§ DATA TO USE:
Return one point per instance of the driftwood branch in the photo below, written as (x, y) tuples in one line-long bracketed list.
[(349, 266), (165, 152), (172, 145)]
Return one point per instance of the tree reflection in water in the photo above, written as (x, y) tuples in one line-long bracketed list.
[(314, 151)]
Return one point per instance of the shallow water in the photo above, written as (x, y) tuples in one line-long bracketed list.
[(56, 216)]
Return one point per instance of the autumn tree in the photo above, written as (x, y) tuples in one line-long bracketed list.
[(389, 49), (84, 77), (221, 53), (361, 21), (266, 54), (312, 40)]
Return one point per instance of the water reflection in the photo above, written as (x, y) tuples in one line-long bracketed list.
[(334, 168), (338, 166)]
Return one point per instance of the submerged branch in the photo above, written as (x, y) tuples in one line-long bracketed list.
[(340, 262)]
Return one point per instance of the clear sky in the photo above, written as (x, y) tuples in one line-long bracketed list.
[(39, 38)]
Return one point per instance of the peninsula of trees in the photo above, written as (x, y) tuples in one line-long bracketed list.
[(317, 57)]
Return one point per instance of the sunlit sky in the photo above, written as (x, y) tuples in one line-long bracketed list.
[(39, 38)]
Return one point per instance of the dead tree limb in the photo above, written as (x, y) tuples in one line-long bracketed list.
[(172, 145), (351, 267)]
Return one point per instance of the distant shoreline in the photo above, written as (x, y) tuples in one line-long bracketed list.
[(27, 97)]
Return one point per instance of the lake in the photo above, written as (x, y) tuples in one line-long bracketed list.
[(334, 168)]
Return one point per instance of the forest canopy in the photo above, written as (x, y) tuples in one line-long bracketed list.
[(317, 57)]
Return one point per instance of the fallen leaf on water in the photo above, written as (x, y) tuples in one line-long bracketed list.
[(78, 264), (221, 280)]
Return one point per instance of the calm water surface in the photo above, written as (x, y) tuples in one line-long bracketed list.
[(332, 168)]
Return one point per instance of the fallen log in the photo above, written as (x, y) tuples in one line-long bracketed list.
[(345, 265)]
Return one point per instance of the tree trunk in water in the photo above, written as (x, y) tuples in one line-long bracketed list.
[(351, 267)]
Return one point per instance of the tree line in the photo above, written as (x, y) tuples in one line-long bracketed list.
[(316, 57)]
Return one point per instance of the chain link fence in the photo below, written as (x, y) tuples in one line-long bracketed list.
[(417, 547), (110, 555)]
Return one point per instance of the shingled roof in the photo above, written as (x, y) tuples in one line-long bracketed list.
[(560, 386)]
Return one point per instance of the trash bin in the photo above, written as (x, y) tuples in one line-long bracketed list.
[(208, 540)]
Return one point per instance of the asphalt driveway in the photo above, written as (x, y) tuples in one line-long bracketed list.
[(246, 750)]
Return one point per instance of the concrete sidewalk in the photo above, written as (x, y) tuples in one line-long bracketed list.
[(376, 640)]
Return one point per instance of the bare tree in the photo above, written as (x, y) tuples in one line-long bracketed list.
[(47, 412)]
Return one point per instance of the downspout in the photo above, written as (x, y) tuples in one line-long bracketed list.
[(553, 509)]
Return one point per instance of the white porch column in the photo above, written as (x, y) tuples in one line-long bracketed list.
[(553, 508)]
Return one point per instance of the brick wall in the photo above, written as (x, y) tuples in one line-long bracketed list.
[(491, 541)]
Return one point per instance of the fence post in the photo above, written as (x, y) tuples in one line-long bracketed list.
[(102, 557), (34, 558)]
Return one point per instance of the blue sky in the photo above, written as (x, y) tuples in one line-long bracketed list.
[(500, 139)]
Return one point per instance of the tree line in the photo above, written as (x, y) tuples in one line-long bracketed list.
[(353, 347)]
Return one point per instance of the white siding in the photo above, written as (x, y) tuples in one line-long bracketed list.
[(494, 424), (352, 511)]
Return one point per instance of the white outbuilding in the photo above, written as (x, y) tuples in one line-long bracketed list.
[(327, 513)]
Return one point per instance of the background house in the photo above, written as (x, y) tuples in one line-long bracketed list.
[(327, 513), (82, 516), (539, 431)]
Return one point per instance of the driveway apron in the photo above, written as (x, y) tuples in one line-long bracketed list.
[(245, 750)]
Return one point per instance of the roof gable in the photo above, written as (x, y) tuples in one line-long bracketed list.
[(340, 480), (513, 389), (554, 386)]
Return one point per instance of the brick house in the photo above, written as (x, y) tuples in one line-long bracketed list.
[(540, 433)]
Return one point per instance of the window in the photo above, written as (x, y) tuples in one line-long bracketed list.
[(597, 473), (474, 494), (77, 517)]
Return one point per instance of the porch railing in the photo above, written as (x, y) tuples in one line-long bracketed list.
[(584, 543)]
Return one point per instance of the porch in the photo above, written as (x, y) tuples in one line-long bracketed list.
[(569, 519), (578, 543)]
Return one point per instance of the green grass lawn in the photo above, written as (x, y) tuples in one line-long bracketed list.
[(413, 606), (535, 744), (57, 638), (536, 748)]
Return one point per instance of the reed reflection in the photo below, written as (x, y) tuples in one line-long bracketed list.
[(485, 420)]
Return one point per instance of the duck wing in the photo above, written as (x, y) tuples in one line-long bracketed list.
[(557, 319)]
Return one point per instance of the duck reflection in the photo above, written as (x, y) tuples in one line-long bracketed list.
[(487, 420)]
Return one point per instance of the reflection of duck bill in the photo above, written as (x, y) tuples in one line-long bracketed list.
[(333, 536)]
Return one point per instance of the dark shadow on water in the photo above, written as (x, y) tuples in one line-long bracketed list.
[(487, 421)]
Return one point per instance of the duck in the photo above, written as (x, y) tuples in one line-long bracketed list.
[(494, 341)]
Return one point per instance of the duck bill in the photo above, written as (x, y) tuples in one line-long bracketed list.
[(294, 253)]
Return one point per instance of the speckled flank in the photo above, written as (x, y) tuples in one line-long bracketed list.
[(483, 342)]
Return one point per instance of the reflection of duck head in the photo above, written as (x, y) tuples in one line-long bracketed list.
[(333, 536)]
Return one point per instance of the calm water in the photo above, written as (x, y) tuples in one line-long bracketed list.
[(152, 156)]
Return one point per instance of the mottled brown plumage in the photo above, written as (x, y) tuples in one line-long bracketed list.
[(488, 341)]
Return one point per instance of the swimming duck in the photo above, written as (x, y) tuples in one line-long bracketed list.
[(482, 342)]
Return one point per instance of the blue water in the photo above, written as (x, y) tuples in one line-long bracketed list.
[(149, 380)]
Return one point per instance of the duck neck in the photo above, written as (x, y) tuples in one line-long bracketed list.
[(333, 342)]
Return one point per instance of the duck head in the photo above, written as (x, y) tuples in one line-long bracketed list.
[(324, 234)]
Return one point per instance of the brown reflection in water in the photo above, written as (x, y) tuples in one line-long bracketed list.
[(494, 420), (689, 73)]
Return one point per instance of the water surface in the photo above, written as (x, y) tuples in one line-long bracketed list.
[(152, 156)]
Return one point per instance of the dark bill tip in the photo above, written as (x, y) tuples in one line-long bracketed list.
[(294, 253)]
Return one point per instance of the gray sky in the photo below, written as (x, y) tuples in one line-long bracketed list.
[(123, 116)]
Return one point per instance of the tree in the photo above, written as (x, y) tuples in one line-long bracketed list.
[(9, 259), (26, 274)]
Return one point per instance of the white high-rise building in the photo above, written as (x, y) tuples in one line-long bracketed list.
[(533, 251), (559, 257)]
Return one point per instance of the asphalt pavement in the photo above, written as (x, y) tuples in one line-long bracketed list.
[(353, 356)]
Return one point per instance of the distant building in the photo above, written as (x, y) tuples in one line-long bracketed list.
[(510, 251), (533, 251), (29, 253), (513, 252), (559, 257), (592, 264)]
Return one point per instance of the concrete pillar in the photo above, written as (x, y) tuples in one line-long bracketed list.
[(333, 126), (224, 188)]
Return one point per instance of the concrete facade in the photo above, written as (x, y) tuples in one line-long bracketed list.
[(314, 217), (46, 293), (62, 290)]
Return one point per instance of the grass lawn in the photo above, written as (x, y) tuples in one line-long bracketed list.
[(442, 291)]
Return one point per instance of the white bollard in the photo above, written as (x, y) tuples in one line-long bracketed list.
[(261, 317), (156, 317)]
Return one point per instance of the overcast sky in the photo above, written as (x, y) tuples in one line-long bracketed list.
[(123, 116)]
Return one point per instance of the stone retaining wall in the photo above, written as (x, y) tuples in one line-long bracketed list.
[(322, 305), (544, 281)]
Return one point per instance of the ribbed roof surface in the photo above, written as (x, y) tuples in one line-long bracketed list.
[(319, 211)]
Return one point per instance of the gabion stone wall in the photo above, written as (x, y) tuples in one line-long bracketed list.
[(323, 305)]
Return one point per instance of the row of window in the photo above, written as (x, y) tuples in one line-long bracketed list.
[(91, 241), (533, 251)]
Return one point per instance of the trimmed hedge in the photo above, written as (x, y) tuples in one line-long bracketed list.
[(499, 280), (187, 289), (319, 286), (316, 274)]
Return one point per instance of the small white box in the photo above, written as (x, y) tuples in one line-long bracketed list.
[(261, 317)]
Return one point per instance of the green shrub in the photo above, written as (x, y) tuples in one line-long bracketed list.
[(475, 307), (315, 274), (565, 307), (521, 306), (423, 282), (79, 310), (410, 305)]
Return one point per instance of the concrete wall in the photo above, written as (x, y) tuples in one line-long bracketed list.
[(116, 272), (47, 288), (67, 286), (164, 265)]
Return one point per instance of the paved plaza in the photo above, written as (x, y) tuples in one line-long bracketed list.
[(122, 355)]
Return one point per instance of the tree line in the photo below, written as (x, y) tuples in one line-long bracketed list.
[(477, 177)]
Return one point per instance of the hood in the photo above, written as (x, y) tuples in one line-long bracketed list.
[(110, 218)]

§ STATED TASK: Reproduce the items starting at the line containing "Return one point per instance of the white porch" and ending at the line containing "[(500, 139)]", with "fence post" changed to "gate post" and everything else left as it stands.

§ CORRECT RESULT:
Return one point per instance of the white porch column in the photo above, written as (x, y) tuples in one line-long bracketed list.
[(553, 508)]
Return one point per instance of the brick wall in the photo above, written as (x, y) tuples in one line-long bracketed list.
[(491, 541)]
Return one point per instance of the gate post in the photo above, written as (x, y) tuples in one line-long bracketed list.
[(102, 557), (34, 558)]
Return one point per instance of the blue sky in the photo above, written as (x, y) tuples in one line-long bracketed list.
[(500, 139)]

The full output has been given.